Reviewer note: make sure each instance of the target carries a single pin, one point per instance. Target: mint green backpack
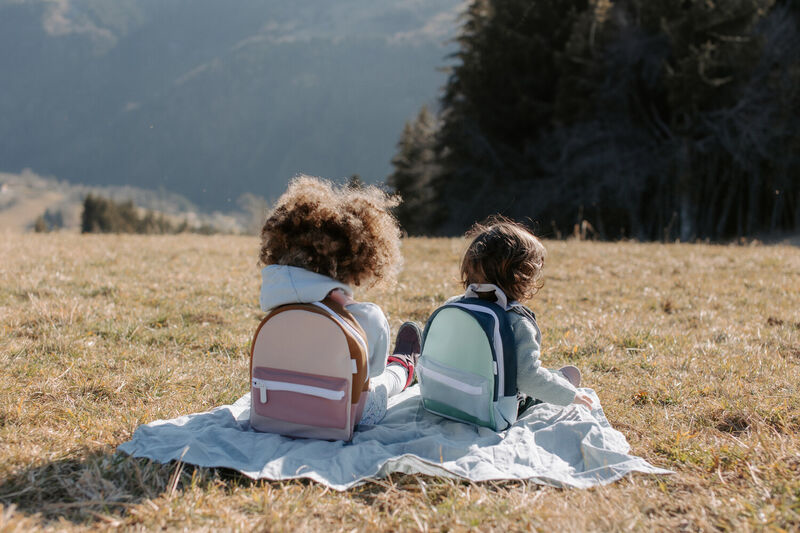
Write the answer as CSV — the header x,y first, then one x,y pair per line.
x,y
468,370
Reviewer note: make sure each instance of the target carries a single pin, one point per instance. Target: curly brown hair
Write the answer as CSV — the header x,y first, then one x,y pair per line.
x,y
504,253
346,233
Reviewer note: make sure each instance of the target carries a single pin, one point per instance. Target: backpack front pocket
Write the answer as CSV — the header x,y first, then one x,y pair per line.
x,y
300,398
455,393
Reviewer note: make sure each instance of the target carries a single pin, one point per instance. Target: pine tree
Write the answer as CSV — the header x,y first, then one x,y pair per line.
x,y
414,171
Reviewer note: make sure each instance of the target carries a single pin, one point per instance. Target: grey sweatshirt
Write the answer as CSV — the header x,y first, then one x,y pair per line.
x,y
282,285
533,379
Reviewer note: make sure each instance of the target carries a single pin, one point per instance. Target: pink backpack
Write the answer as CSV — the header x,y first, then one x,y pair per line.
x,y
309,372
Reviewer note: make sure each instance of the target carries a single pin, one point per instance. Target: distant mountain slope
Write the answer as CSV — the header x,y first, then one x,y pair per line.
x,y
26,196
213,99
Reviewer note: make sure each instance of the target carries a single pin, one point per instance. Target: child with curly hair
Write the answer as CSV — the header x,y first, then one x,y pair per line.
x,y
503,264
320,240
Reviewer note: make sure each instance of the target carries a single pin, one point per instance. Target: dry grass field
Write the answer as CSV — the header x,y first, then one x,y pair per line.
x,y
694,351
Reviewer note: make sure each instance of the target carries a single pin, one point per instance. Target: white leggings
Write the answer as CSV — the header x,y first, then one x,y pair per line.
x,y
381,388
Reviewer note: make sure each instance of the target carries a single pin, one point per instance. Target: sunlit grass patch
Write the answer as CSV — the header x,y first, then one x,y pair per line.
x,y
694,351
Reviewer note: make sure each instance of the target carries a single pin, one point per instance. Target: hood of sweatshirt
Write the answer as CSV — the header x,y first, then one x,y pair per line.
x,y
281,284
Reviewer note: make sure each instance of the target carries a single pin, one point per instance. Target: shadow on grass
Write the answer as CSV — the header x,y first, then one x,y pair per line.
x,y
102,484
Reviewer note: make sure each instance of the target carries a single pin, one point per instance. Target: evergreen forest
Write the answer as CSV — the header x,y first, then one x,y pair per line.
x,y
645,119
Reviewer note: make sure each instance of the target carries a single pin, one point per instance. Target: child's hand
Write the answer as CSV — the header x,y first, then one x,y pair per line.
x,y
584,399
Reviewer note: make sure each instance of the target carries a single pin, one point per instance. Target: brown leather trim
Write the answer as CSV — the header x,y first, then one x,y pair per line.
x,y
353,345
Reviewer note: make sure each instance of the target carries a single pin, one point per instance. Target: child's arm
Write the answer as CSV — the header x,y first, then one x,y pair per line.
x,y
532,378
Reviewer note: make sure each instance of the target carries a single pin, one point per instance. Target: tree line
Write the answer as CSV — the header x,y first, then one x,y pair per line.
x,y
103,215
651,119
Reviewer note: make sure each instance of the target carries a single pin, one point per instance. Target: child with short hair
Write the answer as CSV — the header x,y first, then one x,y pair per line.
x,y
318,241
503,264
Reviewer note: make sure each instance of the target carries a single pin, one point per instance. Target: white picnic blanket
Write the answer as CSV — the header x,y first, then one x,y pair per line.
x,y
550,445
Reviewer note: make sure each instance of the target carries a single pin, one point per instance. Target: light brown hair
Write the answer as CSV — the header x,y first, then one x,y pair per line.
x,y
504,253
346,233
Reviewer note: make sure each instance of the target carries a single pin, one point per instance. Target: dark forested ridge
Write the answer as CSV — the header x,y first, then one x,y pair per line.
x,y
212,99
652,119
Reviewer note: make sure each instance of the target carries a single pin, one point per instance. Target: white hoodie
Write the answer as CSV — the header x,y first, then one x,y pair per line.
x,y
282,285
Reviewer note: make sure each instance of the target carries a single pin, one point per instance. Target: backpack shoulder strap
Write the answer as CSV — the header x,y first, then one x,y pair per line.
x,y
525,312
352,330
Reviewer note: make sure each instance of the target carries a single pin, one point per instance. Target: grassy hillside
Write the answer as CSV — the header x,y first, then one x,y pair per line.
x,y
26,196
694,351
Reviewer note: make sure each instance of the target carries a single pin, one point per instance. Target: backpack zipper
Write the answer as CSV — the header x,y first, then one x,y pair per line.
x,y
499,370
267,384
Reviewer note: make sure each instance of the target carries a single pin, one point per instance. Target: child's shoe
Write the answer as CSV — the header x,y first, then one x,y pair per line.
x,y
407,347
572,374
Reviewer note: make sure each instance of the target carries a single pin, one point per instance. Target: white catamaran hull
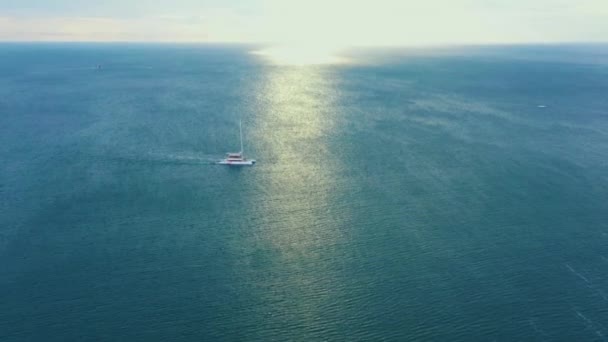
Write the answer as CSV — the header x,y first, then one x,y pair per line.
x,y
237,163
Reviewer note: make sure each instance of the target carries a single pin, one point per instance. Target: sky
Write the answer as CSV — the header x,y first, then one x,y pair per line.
_____
# WHAT YOU HAVE TO DO
Look over the listing above. Pick out and copy every line that includes "sweatshirt".

# SOLUTION TO THIS PROBLEM
Reviewer note: make sure each instance of the target carries a single pin, one point per instance. Target: grey sweatshirt
Reviewer note: make sure each instance of the target carries a single pin, one point per instance. Target: hood of sweatshirt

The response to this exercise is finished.